Dissertation/Thesis Abstract

The Syrian refugees in Jordan: Negotiating diasporic identity through sacred symbols
by Oliden, Brenda, M.A., California State University, Long Beach, 2015, 114; 1590918
Abstract (Summary)

The ongoing war in Syria is reaching its fourth year, and over 1.5 million people have been forced to leave their homes into surrounding countries. This thesis looks at the Syrian refugees that have traveled to neighboring Jordan, and how religion has kept them stable in diaspora. Looking at Thomas Tweed's theory on translocative religion, I will show how diasporic religion symbolically moves in time and space through the use of sacred artifacts and rituals. Emile Durkheim's lens will reflect why human-made objects are sacred.

[Items from a dataset]

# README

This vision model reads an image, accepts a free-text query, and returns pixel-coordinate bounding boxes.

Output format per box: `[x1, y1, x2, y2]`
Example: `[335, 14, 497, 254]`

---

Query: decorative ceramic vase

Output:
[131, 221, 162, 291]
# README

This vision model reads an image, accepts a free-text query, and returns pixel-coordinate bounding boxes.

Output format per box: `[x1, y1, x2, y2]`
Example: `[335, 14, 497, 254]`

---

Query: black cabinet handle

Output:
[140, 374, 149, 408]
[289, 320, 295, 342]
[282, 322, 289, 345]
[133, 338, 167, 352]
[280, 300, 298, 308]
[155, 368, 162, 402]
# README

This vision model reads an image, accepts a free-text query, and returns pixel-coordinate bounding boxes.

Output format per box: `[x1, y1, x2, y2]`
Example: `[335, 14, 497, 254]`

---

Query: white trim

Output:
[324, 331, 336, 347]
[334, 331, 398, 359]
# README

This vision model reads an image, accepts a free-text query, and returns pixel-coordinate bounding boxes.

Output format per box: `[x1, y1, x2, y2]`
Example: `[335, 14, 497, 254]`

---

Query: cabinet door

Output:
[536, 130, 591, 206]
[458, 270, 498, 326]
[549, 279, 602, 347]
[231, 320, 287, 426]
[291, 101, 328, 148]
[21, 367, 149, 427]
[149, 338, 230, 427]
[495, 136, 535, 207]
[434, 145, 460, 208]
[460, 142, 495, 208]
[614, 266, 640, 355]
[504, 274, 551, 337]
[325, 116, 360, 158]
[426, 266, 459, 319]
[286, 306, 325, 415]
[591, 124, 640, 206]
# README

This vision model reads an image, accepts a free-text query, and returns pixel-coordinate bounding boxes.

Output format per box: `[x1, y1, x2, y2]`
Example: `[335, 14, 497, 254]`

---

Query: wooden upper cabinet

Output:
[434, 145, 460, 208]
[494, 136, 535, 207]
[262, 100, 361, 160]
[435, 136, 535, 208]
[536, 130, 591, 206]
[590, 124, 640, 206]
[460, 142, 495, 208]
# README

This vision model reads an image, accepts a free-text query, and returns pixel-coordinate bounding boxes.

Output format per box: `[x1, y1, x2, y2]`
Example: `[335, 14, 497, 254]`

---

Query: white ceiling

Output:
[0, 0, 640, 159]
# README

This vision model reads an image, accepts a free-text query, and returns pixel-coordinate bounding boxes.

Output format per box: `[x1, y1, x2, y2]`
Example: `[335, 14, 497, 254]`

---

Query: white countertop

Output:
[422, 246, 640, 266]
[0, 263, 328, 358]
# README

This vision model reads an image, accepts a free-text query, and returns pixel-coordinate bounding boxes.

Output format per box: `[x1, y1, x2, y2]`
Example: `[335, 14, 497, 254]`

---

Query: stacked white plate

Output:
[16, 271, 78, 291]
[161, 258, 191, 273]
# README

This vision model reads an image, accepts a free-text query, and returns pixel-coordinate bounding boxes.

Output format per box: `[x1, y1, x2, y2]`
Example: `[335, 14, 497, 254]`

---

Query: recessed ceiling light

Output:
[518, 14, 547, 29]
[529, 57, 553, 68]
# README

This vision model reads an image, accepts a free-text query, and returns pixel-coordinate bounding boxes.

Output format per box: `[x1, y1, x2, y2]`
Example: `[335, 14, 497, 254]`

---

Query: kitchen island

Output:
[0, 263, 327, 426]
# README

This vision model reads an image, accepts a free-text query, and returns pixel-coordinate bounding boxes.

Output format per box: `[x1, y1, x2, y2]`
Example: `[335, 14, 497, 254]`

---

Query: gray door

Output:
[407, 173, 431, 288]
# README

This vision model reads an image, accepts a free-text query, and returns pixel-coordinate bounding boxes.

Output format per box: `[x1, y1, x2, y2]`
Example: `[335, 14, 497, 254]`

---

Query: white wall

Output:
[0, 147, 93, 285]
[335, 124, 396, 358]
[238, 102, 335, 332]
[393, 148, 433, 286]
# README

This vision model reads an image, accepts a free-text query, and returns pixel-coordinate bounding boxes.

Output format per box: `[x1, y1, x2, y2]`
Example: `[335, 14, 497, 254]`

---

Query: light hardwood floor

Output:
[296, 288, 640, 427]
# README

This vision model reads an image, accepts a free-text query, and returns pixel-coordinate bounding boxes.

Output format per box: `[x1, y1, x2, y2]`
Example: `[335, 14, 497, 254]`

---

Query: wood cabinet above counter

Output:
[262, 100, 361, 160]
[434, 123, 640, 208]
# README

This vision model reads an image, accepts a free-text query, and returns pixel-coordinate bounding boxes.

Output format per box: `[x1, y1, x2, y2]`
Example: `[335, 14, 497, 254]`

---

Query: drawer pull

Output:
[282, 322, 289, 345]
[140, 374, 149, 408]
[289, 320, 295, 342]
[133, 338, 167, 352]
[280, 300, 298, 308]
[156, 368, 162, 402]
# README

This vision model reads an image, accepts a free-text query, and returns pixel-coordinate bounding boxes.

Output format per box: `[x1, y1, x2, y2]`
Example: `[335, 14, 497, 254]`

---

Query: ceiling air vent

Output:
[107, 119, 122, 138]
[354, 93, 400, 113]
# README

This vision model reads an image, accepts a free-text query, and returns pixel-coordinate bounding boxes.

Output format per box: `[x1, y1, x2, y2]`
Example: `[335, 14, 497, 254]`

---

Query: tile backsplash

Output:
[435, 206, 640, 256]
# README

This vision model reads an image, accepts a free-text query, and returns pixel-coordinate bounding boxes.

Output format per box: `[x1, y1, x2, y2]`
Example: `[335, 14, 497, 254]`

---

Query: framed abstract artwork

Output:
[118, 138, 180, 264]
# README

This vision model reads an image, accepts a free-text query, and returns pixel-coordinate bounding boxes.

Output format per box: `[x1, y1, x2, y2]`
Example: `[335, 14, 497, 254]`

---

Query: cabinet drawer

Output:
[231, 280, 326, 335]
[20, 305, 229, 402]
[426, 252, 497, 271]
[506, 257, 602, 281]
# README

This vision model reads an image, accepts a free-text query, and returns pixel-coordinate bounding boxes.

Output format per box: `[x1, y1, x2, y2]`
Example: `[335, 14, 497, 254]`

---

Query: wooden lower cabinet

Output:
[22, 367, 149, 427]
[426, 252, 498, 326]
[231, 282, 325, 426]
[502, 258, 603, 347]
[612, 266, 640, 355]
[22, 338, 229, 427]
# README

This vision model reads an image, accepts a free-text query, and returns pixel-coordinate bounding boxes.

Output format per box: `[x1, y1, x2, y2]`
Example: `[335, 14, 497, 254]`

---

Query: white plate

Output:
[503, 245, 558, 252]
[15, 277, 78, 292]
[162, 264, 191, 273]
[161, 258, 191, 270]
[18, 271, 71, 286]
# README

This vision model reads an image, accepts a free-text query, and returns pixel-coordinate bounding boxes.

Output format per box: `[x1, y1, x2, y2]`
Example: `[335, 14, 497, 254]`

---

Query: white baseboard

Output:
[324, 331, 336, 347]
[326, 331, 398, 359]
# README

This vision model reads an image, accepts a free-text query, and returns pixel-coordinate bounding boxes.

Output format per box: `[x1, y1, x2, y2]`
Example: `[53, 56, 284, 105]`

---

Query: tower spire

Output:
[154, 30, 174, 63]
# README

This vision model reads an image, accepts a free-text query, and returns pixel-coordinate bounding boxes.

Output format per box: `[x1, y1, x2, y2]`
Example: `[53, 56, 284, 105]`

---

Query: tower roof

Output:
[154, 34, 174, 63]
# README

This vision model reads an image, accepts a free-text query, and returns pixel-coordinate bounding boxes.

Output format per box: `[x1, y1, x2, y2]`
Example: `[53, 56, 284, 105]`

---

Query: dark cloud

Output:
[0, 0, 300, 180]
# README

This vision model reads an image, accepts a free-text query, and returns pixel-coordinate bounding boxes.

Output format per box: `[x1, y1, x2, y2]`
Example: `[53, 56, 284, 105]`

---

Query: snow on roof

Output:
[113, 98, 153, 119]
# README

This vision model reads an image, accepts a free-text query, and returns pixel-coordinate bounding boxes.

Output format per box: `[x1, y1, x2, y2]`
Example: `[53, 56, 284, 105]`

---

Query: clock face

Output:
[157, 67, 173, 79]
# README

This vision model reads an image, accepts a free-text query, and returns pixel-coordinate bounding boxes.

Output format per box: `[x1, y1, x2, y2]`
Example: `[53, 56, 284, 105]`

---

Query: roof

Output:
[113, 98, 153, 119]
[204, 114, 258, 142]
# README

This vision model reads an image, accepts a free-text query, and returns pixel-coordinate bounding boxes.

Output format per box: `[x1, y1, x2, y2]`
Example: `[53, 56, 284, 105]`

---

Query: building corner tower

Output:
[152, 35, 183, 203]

INSTRUCTION>
Echo back the whole thesis abstract on Syrian refugees in Jordan, word for word.

TASK SOLUTION>
Dissertation/Thesis Abstract

The Syrian refugees in Jordan: Negotiating diasporic identity through sacred symbols
by Oliden, Brenda, M.A., California State University, Long Beach, 2015, 114; 1590918
Abstract (Summary)

The ongoing war in Syria is reaching its fourth year, and over 1.5 million people have been forced to leave their homes into surrounding countries. This thesis looks at the Syrian refugees that have traveled to neighboring Jordan, and how religion has kept them stable in diaspora. Looking at Thomas Tweed's theory on translocative religion, I will show how diasporic religion symbolically moves in time and space through the use of sacred artifacts and rituals. Emile Durkheim's lens will reflect why human-made objects are sacred.